(Records)
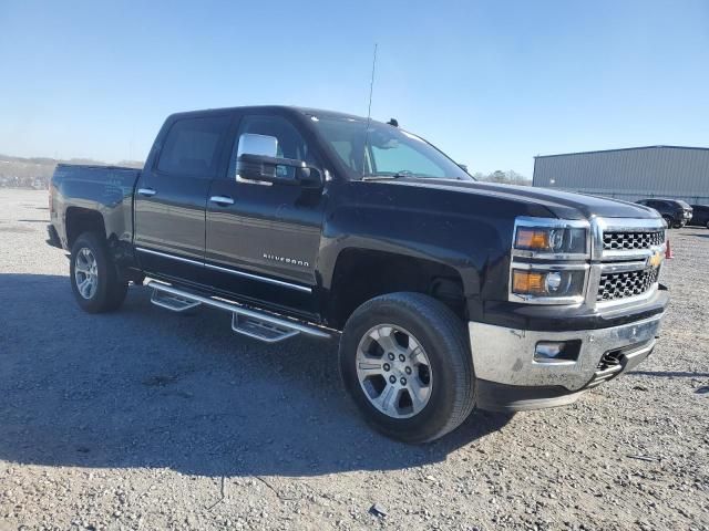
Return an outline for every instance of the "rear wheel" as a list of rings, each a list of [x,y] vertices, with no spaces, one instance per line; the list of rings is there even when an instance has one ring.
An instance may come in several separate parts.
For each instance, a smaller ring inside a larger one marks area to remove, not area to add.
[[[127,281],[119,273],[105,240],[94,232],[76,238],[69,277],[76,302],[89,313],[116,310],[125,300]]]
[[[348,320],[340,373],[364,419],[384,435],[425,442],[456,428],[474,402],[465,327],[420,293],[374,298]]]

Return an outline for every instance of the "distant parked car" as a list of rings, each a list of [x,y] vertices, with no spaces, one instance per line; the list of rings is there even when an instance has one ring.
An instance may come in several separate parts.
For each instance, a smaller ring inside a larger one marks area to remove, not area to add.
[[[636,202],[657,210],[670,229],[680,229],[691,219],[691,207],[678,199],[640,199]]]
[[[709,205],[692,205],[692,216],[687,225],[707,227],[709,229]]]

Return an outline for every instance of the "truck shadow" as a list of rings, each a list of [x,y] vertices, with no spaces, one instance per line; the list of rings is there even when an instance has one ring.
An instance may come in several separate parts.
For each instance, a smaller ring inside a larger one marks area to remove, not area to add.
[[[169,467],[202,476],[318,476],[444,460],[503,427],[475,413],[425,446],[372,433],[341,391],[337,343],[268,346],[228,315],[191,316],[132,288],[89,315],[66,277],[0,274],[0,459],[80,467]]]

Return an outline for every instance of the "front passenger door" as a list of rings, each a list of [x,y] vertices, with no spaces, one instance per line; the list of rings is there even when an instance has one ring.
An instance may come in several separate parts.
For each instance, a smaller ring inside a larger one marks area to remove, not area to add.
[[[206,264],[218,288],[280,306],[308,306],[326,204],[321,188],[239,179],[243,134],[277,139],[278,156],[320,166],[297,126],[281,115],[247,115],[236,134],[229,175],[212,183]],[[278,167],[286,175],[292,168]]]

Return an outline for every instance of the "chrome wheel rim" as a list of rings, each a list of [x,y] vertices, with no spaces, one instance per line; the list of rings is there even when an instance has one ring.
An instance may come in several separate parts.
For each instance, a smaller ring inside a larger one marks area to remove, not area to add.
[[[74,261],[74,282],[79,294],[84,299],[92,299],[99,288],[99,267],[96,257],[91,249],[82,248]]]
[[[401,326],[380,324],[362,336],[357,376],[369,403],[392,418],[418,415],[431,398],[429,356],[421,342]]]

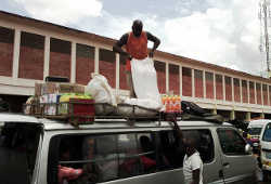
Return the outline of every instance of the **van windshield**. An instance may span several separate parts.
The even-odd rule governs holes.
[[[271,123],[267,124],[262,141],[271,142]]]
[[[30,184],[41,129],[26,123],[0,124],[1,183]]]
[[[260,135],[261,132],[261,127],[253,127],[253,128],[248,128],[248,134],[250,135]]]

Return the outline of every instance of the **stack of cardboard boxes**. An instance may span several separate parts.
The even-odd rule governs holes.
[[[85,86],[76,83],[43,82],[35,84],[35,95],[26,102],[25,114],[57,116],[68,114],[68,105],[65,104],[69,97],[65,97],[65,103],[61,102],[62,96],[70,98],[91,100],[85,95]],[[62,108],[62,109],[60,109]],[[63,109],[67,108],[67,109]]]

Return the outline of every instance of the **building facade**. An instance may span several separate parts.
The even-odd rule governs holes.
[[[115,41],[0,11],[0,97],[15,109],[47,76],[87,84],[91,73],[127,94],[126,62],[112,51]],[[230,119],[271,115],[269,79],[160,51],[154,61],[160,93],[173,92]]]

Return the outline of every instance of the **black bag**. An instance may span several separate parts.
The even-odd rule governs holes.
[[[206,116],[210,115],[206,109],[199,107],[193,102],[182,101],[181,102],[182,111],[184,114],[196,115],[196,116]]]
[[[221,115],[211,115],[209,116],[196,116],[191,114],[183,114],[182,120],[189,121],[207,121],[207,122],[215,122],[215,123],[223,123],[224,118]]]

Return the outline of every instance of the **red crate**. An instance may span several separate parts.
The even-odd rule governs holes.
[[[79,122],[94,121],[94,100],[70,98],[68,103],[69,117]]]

Goal of the exercise — Set out every line of the items above as one numbered list, skipping blank lines and omitting the pictures.

Final result —
1. Return an outline for every instance of the "rear wheel" as a list of rings, each a list of [x,y] vertices, with no spaces, one instance per line; the list of rings is there even when an instance has one ring.
2. An instance may come in several separate parts.
3. For each instance, a smaller ring inside a larger one marks area to remove, not area to add.
4. [[[127,281],[119,273],[105,240],[94,232],[76,238],[69,277],[76,302],[89,313],[116,310],[125,300]]]
5. [[[348,320],[340,373],[364,419],[384,435],[425,442],[456,428],[474,402],[465,327],[420,293],[374,298]]]
6. Return an outline for every instance of the "distant parked car" as a list of rings, each a list of [x,y] vertices, with no spaces, one instance per line; the list of rings is there even when an instance has one ring.
7. An instance may come in several separate parts.
8. For each instance, a smaller ring inside a larger one marks area to remove, not area to add.
9. [[[636,202],[657,210],[670,229],[680,229],[691,219],[691,207],[678,199],[640,199]]]
10. [[[709,205],[692,205],[692,216],[687,225],[707,227],[709,229]]]
11. Return an outline for every instance of the "truck shadow" as a list of rings, each a list of [x,y] vertices, with no spaces, one instance per line; the list of rings is there even when an instance has one ring.
12. An instance may come in several separate parts.
13. For each instance, a smaller ring inside a larger one marks area to remove, not area to add.
14. [[[169,467],[202,476],[318,476],[444,460],[503,427],[475,413],[425,446],[372,433],[341,391],[337,343],[268,346],[228,315],[191,316],[132,288],[89,315],[66,277],[0,274],[0,459],[80,467]]]
15. Return an outline for every instance of the "front passenger door" as a list of rings, each a list of [x,y] vertices, with no spaces, one instance per line; the list of rings is there even when an instance has one ring.
16. An instance may come in several separate parts.
17. For each instance, a smaller ring inside a larger one marks area to remove, not area to add.
18. [[[206,264],[218,288],[280,306],[308,306],[326,204],[321,188],[239,179],[243,134],[277,139],[278,156],[320,166],[297,126],[281,115],[247,115],[236,134],[229,175],[212,183]],[[278,167],[286,175],[292,168]]]
19. Return an outline for every instance of the "chrome wheel rim" as a list of rings, each a list of [x,y] vertices, with no spaces, one instance per line; the list of rings is there even when an instance has one ring.
20. An instance may come in several separate parts.
21. For each instance, a smaller ring inside a larger one marks area to remove, not area to add.
22. [[[74,261],[74,282],[79,294],[84,299],[92,299],[99,288],[99,267],[96,257],[91,249],[82,248]]]
23. [[[401,326],[380,324],[362,336],[357,376],[369,403],[392,418],[418,415],[431,398],[429,356],[421,342]]]
24. Return the outline of every instance of the **van windshield**. An instance may span several separate parts.
25. The even-odd rule governs holes.
26. [[[271,123],[267,124],[262,141],[271,142]]]
27. [[[30,184],[41,129],[26,123],[0,124],[1,183]]]
28. [[[260,135],[261,132],[261,127],[253,127],[253,128],[248,128],[248,134],[250,135]]]
29. Return the outline of every instance of the **stack of cardboard boxes**. An instance may span several separate parts.
30. The even-odd rule governs holes.
31. [[[85,86],[76,83],[43,82],[35,84],[35,95],[26,102],[25,114],[57,116],[68,114],[68,105],[65,104],[69,97],[65,97],[65,103],[61,102],[62,96],[70,98],[91,100],[85,95]],[[62,108],[62,109],[60,109]],[[63,109],[67,108],[67,109]]]
32. Return the outline of every instance of the **building facade**. An instance may span several separate parts.
33. The even-odd rule governs holes.
34. [[[115,41],[0,11],[0,97],[15,109],[47,76],[87,84],[91,73],[127,94],[126,62],[112,51]],[[230,119],[271,115],[269,79],[160,51],[154,61],[160,93],[173,92]]]
35. Return the outline of every instance of the **black bag**. An instance may span several separate parts.
36. The even-odd rule governs holes.
37. [[[206,116],[210,115],[206,109],[199,107],[193,102],[182,101],[181,102],[182,111],[184,114],[196,115],[196,116]]]
38. [[[221,115],[211,115],[209,116],[196,116],[191,114],[183,114],[182,120],[189,121],[207,121],[207,122],[215,122],[215,123],[223,123],[224,118]]]
39. Return the outline of every instance of the **red crate**. An instance may span several separate parts.
40. The even-odd rule governs holes.
41. [[[79,122],[94,121],[94,100],[70,98],[68,103],[69,117]]]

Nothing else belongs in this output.